Please replace "Put a pin" with "Place a marker" in the stretch of records from the line containing "Target — attic window" through the end of the records, and give only that stretch again with everything else unchanged.

Lines of data:
----

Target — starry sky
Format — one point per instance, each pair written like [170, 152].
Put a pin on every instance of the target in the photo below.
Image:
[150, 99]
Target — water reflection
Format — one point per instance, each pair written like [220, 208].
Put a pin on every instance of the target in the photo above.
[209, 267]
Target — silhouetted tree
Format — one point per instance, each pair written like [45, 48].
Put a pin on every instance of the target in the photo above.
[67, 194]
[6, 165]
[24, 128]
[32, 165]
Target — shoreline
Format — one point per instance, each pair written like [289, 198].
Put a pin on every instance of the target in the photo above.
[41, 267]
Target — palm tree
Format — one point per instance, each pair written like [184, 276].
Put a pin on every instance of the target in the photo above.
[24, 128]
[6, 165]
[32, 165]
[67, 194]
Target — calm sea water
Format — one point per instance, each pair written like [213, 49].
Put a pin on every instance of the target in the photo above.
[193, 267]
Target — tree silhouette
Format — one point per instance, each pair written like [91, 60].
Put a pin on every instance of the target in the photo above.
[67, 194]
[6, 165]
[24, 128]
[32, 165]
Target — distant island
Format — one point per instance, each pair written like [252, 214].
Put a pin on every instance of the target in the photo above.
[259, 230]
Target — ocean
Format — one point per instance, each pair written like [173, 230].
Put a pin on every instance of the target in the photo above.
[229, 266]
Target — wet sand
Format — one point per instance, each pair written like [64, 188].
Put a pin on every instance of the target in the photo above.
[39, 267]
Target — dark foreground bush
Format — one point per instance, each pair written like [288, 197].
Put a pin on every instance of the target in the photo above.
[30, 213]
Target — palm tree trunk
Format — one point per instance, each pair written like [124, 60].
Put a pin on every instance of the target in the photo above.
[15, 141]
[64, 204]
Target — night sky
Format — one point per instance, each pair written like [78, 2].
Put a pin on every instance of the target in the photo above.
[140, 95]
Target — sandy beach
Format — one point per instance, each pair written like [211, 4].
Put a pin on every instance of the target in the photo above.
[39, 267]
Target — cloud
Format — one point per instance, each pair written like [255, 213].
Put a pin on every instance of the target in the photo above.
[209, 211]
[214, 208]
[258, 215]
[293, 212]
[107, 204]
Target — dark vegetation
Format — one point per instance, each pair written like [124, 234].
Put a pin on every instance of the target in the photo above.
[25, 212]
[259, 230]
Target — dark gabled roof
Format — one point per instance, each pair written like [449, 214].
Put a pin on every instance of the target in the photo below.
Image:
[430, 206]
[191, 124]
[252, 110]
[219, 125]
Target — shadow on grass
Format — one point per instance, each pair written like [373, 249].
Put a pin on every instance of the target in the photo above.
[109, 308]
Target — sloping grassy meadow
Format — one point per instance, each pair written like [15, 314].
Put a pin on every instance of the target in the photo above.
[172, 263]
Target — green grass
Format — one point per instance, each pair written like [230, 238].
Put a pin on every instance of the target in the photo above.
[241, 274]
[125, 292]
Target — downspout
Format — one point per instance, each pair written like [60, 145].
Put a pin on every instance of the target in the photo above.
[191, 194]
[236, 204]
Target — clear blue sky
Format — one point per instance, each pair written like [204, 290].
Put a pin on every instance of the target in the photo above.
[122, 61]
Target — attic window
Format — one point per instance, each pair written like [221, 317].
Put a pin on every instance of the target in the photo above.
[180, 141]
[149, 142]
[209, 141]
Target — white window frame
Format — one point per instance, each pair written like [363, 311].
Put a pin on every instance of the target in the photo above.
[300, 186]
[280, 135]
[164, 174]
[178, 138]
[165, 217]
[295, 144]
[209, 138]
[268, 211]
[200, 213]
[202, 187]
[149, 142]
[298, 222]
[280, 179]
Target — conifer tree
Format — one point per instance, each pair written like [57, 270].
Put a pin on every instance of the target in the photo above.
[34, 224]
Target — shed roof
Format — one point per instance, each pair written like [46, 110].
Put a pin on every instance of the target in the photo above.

----

FULL SOLUTION:
Target — attic window
Format — one point per instance, each pair written like [221, 317].
Place a marker on every instance of the target in the photo above.
[180, 141]
[149, 142]
[209, 141]
Target — white window frame
Format — one point per instance, each pair written like [363, 311].
Place a marker on every instance of the target in the photo above.
[300, 186]
[280, 135]
[164, 174]
[178, 138]
[165, 217]
[295, 144]
[209, 138]
[268, 211]
[200, 213]
[202, 187]
[149, 142]
[298, 222]
[280, 179]
Target — conifer tree
Format — one point per instance, each pair written like [57, 270].
Place a marker on every instance of the target in the photo above.
[34, 224]
Target — shed roof
Format — one point per instance, each pair written like [46, 110].
Place a marker on every instance of the target in the photo above.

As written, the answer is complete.